» PROBLEM DESCRIPTION
Of the records that follow, copy only the lines from the line containing "For every <instance>" to the line containing "positive clicks: (234, 137)", both included, exactly as written.

» SUPPLIED DATA
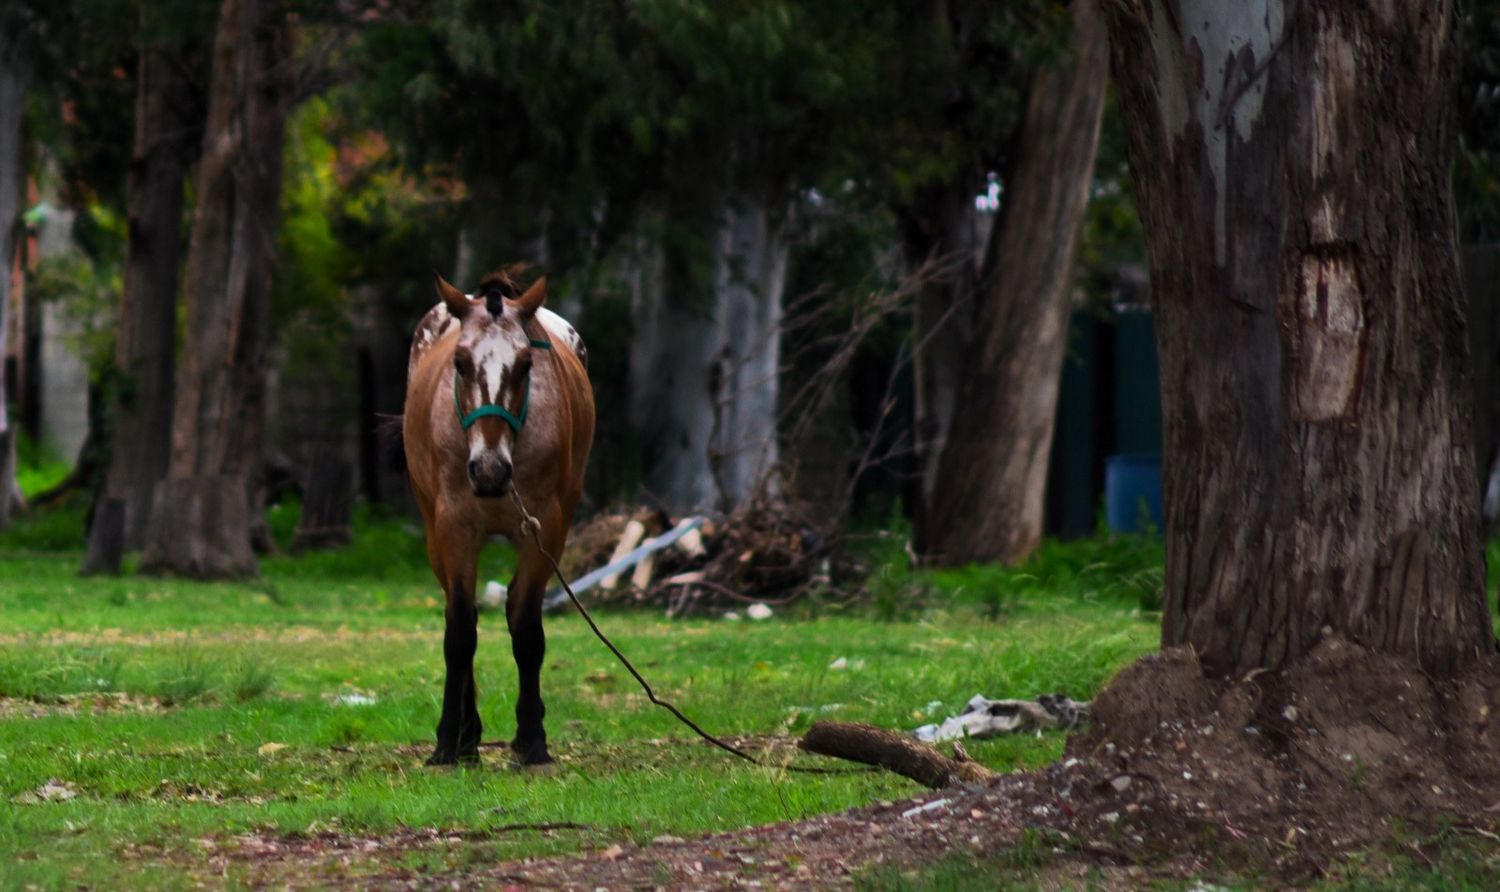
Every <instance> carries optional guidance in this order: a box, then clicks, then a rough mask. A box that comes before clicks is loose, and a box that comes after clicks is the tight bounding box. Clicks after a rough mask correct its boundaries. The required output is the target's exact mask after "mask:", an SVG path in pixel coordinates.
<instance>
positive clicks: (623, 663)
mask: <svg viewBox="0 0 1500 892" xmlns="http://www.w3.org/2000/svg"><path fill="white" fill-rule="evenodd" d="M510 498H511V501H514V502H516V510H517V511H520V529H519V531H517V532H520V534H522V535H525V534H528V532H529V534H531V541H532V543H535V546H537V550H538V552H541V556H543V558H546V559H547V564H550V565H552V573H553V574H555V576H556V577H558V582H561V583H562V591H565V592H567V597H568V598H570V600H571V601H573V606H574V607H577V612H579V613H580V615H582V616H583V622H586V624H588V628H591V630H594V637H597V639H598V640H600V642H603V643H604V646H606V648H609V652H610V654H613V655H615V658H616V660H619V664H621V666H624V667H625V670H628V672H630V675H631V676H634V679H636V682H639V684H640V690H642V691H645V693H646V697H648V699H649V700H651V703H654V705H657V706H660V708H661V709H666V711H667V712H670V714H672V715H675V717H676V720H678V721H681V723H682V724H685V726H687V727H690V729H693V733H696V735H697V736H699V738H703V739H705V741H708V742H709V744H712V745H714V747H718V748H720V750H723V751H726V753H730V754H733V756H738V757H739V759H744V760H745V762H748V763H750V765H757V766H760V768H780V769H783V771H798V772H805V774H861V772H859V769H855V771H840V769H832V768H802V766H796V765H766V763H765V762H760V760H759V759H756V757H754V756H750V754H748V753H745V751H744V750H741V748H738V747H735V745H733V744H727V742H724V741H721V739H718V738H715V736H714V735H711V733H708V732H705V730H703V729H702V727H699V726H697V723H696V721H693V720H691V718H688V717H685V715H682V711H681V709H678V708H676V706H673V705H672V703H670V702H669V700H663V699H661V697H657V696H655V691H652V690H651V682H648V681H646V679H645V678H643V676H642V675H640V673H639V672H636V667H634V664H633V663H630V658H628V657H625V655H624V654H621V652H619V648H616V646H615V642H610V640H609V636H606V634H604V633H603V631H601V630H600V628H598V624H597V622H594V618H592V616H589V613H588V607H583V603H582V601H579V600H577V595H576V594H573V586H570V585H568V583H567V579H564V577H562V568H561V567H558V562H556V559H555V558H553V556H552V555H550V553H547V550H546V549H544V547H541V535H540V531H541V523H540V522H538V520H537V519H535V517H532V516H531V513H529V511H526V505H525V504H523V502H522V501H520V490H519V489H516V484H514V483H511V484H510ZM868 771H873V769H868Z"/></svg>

==

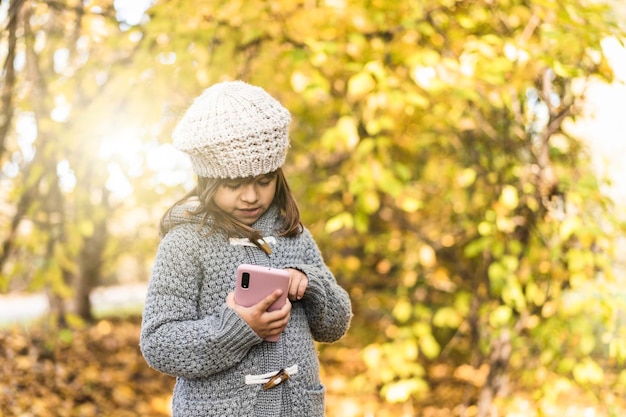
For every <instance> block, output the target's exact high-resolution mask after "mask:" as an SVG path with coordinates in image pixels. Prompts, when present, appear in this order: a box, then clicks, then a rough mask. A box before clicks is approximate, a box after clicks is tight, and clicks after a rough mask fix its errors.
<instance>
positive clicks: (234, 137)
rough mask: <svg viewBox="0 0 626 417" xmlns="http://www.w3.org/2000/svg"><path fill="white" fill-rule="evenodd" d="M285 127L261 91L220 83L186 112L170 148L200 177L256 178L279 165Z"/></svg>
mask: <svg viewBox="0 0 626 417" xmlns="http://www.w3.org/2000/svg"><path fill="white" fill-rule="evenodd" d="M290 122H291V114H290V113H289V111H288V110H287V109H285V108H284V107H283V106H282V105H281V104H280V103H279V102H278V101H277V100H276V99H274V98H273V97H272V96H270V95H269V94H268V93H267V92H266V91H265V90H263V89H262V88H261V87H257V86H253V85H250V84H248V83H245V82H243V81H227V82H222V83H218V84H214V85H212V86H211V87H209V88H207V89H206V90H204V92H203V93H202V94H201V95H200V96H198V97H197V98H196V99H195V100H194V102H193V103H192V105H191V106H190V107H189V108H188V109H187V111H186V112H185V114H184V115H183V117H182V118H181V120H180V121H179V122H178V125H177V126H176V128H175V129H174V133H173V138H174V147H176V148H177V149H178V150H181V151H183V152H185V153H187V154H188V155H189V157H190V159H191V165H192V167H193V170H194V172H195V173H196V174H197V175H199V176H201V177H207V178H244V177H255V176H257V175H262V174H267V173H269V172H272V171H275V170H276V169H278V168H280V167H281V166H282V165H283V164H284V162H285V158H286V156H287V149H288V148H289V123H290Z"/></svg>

» RESULT BELOW
For every <instance> block, output the target's exact high-resolution mask after "mask:" as an SVG path with coordinates in image pixels. Prompts, when present, appear in this order: a box, then clicks, then a rough mask. A box before clicks is approximate, a box after clicks is tight, and clicks after a rough mask fix its errors.
<instance>
positive clicks: (234, 137)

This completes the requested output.